Minus 5 cool points for the Britney Spears reference... But WOWSERS on those PHF kids  And the new adults you're bringing in! I should post about my new boy...


----------



## capriola-nd (Jul 6, 2008)

*Re: OOPS - I did it again*

Wow! Congrats! I like Cassie's lines a lot.  And Veronica has a great udder!

Didn't you get two does from Tina?

Congrats again, you've added some super nice goats!


----------



## kelebek (Oct 5, 2007)

*Re: OOPS - I did it again*

Thank you everyone!!!

Shivonne - thank you - I feel so blessed

Natailie - YES you should - seemings how I may not release him to you when he gets here - LOL!

Olivia - I am still debating on who I am going to breed her to for next year - and Yes, I did - but Sunrise is going to a petting zoo as a pet.


----------



## liz (Oct 5, 2007)

*Re: OOPS - I did it again*

Awesome new additions!!! Congratulations!


----------



## kelebek (Oct 5, 2007)

*Re: OOPS - I did it again*

Thanks Liz. Now..... How to explain to hubby.... Rotflmao!!


----------



## liz (Oct 5, 2007)

*Re: OOPS - I did it again*

LOL.... Do what I did with Penny, make sure the new goats looks like the existing ones! DH can't tell who's who with 3 B/W does....EVEN THOUGH ONE IS BALD!


----------



## kelebek (Oct 5, 2007)
::::::
__What is needed__. List every distinct username that appears in the post headers of the goat forum thread, each only once. The data below were taken from a different source than the thread.

(Annotated coordinate records)
::::::
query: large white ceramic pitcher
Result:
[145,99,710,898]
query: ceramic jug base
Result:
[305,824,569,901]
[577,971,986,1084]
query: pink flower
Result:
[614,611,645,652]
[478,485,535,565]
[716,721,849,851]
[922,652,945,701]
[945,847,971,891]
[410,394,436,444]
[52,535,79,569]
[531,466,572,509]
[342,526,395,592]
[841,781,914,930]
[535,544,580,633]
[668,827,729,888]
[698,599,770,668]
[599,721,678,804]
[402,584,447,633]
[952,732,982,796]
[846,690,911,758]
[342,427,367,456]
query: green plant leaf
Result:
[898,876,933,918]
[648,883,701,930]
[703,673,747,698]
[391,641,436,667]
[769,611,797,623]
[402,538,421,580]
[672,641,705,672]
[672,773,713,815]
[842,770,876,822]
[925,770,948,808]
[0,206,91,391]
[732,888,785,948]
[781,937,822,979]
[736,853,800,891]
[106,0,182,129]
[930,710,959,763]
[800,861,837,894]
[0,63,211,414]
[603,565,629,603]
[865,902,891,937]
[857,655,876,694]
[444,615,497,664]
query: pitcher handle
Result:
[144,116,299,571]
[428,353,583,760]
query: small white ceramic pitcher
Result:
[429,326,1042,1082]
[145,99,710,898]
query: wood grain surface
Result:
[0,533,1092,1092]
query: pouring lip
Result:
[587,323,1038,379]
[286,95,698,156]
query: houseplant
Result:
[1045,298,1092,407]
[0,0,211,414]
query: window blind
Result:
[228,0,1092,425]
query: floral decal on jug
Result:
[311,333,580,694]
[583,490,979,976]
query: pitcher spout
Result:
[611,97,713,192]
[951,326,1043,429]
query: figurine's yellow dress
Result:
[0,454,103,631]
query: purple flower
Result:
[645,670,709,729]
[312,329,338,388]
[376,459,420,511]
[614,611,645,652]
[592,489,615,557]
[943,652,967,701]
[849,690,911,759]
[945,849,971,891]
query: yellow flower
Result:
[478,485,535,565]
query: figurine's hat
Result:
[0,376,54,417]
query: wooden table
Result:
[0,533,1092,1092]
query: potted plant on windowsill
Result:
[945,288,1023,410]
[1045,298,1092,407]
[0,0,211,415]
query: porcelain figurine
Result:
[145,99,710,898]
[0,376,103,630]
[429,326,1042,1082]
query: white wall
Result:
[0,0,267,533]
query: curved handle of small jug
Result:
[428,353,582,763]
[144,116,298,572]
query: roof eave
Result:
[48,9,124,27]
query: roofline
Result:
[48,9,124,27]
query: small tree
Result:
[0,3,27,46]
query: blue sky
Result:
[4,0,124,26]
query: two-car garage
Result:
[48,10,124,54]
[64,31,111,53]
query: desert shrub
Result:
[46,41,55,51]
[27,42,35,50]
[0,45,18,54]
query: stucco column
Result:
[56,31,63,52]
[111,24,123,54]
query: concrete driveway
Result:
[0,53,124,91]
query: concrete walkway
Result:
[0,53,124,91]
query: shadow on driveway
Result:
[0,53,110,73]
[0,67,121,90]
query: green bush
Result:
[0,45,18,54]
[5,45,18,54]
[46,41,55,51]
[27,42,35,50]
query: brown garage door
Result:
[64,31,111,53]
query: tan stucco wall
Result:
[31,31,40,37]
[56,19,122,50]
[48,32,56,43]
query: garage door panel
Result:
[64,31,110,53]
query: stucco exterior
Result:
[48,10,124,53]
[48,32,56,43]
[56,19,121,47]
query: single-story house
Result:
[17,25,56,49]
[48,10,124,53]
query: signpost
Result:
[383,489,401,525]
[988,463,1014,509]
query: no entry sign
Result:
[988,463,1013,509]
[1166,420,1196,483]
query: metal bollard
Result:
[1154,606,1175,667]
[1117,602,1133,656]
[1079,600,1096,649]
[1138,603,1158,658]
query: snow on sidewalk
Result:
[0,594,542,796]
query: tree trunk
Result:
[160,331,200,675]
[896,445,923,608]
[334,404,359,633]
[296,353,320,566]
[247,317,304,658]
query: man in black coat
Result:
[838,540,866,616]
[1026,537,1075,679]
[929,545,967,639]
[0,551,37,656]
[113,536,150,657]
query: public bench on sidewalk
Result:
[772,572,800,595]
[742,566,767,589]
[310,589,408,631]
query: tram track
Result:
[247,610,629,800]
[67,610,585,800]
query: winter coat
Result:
::::::
__Answer in full__. capriola-nd, kelebek, liz